EXERCISE OBJECTIVE>
Set down exactly the lines in the records below that run from the line with "Target: roadside gravel" to the line with "Target: truck wheel", inclusive, and nothing more.
START SOURCE MATERIAL
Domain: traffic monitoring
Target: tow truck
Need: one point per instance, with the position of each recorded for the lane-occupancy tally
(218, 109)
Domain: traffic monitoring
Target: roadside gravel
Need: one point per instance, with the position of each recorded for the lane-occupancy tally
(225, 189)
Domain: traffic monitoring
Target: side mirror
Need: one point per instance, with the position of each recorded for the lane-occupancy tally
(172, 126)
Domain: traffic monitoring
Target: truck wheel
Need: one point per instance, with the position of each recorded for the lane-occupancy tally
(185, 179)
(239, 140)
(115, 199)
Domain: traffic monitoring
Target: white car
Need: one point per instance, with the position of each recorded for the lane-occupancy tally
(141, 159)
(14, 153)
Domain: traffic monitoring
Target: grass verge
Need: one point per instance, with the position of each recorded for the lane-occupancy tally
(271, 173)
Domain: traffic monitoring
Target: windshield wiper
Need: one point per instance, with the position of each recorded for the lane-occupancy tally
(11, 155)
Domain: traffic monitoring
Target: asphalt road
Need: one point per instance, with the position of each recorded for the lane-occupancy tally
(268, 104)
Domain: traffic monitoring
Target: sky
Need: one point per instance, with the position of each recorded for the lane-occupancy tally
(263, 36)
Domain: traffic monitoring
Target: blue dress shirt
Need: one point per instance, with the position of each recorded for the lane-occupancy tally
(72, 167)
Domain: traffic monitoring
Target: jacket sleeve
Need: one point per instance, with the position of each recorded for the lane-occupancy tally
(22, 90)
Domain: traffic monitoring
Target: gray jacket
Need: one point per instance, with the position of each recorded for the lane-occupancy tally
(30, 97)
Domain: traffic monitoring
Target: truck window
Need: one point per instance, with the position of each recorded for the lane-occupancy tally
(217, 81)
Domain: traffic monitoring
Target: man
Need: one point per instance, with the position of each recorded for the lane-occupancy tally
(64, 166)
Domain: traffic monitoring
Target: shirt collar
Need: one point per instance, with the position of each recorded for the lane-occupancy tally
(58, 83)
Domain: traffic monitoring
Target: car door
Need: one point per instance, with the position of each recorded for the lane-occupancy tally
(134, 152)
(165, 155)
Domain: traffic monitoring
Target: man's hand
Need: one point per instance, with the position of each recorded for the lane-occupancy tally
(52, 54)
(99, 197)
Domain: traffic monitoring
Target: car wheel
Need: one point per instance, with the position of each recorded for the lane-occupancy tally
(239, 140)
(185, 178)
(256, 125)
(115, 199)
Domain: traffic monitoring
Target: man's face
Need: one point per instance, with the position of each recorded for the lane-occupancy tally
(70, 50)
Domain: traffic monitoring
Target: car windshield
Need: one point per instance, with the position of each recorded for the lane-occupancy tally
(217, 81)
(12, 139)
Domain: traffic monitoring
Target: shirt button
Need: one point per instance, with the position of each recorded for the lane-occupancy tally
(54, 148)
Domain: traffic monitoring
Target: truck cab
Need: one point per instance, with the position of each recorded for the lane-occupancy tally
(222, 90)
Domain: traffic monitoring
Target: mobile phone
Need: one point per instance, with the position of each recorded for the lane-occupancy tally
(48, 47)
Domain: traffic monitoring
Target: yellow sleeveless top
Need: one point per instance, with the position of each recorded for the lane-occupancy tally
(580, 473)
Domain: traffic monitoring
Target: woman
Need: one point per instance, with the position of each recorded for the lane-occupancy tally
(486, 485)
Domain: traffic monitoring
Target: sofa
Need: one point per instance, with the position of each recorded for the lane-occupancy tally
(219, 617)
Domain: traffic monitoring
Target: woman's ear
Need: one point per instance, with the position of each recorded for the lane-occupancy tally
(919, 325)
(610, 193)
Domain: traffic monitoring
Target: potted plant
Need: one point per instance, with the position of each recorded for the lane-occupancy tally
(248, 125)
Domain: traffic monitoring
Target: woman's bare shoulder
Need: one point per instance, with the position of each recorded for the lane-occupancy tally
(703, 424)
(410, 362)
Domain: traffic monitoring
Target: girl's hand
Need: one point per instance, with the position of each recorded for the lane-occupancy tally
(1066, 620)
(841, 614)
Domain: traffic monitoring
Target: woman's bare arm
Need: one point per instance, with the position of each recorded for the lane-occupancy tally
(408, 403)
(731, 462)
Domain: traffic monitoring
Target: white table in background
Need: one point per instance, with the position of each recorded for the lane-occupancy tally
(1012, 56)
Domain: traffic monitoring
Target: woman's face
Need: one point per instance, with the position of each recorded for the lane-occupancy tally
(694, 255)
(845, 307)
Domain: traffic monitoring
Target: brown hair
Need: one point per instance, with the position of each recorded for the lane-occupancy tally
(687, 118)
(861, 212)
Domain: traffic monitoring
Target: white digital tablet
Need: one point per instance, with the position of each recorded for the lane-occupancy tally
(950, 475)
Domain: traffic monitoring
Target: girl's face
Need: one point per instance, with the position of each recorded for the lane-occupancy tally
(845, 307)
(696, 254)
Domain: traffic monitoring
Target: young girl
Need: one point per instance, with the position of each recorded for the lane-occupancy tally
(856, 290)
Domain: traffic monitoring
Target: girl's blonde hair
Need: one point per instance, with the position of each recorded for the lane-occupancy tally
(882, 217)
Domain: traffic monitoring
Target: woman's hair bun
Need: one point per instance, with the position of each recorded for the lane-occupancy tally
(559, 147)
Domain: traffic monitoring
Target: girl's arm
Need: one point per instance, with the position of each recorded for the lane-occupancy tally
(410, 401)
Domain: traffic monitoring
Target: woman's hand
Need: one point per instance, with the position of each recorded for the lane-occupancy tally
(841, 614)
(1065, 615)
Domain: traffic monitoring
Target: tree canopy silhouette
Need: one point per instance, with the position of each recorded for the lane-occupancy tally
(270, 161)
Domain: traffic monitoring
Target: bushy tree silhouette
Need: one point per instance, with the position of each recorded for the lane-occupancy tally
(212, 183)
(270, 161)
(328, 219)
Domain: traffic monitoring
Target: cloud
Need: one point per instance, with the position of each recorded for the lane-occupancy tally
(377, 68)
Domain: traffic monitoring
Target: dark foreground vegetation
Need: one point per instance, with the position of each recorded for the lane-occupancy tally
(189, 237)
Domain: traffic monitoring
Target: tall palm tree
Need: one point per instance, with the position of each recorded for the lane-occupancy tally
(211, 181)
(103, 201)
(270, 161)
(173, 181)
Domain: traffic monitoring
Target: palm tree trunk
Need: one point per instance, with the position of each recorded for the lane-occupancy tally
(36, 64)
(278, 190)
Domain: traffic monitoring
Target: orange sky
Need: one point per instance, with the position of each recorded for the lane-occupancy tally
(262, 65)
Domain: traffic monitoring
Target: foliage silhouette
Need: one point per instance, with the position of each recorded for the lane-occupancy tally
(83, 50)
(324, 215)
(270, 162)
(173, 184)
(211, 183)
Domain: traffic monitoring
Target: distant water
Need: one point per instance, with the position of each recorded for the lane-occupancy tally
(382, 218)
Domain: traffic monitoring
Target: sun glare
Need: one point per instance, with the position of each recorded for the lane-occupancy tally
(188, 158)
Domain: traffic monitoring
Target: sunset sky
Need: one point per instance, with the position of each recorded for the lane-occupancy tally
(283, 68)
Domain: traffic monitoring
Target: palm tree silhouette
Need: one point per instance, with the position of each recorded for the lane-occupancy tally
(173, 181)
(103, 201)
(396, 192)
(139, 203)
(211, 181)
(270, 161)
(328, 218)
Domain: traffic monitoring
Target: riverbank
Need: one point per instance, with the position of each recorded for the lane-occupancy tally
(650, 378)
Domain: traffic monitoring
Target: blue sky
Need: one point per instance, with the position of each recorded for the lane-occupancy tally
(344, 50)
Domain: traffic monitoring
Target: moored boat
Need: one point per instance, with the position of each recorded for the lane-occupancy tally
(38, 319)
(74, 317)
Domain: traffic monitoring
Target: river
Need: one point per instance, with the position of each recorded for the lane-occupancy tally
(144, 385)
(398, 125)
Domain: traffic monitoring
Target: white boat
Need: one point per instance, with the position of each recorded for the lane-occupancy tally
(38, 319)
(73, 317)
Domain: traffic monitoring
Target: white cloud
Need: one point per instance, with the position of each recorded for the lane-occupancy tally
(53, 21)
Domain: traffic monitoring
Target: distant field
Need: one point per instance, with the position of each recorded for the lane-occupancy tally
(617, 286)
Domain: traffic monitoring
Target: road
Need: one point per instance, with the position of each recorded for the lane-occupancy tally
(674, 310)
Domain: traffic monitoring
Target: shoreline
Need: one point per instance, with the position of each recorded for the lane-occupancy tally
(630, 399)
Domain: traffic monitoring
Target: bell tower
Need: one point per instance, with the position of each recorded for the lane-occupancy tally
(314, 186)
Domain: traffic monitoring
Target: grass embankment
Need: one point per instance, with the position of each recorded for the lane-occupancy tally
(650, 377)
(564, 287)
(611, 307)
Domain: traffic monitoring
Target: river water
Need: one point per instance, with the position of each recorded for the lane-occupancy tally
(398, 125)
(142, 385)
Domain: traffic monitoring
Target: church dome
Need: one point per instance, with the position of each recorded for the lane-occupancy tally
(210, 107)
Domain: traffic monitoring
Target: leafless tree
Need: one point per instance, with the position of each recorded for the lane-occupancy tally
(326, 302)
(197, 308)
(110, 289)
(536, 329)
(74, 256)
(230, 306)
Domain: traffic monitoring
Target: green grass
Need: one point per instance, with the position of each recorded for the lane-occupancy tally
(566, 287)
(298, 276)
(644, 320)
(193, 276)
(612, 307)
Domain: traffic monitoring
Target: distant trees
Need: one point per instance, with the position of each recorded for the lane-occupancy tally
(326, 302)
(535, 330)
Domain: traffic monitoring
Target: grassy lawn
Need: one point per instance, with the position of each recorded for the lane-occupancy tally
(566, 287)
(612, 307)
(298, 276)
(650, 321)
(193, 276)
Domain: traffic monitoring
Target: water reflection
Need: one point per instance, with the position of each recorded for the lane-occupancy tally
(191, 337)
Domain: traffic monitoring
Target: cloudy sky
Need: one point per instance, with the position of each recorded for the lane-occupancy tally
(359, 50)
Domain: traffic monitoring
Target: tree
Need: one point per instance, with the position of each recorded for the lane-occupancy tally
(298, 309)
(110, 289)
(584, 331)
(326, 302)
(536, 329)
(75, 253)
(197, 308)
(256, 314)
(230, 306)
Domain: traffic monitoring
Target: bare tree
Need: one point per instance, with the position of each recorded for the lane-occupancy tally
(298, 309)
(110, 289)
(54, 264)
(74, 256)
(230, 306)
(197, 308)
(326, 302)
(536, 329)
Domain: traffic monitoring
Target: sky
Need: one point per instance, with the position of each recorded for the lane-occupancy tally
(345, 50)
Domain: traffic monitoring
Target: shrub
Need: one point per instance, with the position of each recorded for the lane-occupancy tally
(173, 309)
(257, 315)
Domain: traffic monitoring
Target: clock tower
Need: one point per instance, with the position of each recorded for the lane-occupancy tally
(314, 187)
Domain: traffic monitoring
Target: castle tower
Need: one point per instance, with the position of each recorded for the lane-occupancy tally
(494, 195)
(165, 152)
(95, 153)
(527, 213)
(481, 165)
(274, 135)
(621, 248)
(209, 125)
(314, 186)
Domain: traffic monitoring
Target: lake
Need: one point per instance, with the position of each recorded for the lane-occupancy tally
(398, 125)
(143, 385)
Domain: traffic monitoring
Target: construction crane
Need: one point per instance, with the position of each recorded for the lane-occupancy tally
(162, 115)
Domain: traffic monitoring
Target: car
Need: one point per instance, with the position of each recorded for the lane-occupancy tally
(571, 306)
END SOURCE MATERIAL
FINISHED TASK>
Target: roadside gravel
Need: one point per instance, with the position of each recorded for the lane-occupancy tally
(225, 189)
Domain: traffic monitoring
Target: side mirror
Need: one point per instance, with the position of each recorded for the lane-occupancy tally
(172, 126)
Domain: traffic monitoring
Target: truck wheel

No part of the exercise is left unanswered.